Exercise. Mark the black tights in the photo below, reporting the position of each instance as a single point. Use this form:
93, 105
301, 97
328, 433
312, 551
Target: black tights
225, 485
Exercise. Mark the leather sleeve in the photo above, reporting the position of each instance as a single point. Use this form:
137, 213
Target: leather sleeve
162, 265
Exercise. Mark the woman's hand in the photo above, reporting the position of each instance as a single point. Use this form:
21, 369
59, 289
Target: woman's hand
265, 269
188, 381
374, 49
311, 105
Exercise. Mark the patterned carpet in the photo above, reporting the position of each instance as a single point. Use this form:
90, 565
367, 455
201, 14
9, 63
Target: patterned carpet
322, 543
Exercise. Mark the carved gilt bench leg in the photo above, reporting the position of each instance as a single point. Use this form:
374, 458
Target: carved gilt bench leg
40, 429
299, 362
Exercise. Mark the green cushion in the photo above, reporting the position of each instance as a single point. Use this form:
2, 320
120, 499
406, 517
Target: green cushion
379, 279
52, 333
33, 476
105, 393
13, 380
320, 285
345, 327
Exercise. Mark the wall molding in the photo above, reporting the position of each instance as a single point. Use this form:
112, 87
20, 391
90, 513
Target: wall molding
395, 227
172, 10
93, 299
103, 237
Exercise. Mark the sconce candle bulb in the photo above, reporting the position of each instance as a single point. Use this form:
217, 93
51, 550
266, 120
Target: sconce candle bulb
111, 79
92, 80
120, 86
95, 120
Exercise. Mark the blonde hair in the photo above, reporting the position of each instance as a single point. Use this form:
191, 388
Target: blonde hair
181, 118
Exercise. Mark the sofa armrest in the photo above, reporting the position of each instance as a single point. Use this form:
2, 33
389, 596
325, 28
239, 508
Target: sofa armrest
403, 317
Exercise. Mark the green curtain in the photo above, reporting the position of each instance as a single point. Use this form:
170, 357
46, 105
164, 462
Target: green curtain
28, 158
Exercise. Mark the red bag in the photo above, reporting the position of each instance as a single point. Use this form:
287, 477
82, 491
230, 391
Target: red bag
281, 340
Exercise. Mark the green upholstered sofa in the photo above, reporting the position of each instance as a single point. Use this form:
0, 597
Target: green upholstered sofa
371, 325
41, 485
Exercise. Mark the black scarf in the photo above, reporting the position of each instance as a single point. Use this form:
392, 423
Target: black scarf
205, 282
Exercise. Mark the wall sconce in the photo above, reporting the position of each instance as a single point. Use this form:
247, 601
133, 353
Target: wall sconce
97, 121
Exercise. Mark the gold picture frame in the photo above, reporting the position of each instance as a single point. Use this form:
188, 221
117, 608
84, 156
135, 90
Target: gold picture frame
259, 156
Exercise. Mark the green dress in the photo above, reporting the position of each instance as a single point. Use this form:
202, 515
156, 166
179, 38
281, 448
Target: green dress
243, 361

■ ■ ■ ■

• Do this
Make an exact copy of every line in the data.

• Exercise output
Exercise. Mark the black tights in the photo below, reporting the position of each instance as a single point. Use this form:
93, 105
301, 97
328, 433
312, 551
Target: black tights
225, 485
Exercise. Mark the leather sleeve in the photo above, reporting the position of each instance as a single point. Use this form:
137, 213
Target: leather sleeve
162, 265
Exercise. Mark the woman's hand in the photo above, reporting the position of each instance as a single point. Use this form:
21, 369
59, 289
Target: woman's hand
265, 269
188, 381
374, 49
311, 105
Exercise. Mark the patterned carpet in the photo above, reporting the position of each instance as a single point. Use this form:
90, 565
367, 455
201, 14
9, 63
Target: patterned carpet
322, 543
Exercise. Mark the carved gilt bench leg in the photo above, reporting the position of each instance as a single point. Use this form:
374, 458
Target: carved gilt bench leg
40, 429
299, 362
Exercise. Mark the green cushion in the photo above, reporting the position of each instance as a single point. Use this form:
2, 320
120, 499
406, 517
Target: green cushion
379, 279
52, 333
33, 476
105, 393
13, 380
320, 285
345, 327
Exercise. Mark the wall molding in the photo above, reporting the position of each instance as a single point. Use this form:
112, 87
20, 391
90, 513
Target: wall molding
395, 227
172, 10
93, 299
103, 237
Exercise. Mark the sconce candle bulb in the photo above, reporting the position of each instance as a single point. Use this form:
217, 93
51, 550
266, 120
Target: sconce candle bulb
111, 79
92, 80
120, 86
95, 120
Exercise. Mark the blonde hair in the photo above, reporting the position of each instance as a single point. Use this form:
191, 388
Target: blonde hair
181, 118
Exercise. Mark the sofa armrest in the photo above, reporting the position of each instance as a single point. Use this form:
2, 33
389, 596
325, 28
239, 508
Target: sofa armrest
403, 317
Exercise. Mark the green curtain in the photo above, reporting the position of each instance as a single point. Use this form:
170, 357
46, 105
164, 462
Target: green curtain
28, 158
Exercise. Mark the red bag in the photo above, reporting the position of each instance as a single point. Use this form:
287, 477
82, 491
230, 391
Target: red bag
281, 340
Exercise. Mark the green upholstered sofa in the photo above, reporting the position of each instance as a single point. Use this form:
0, 597
Target: green upholstered sofa
371, 325
41, 485
Exercise. Mark the black scarf in the photo above, reporting the position of each instance as a single point. Use this form:
392, 423
Target: black scarf
205, 282
Exercise. Mark the wall sconce in the photo above, reporting the position of each instance as a single point. Use this form:
247, 601
133, 353
Target: wall sconce
97, 121
Exercise. Mark the gold picture frame in the photo above, reporting the position of each instance as a single point. Use this form:
188, 221
117, 608
84, 156
135, 90
Target: gold picture frame
259, 156
Exercise. Mark the green dress in the photo above, reporting the position of each instance as a single point. Use this form:
202, 515
156, 166
179, 38
281, 448
Target: green dress
243, 361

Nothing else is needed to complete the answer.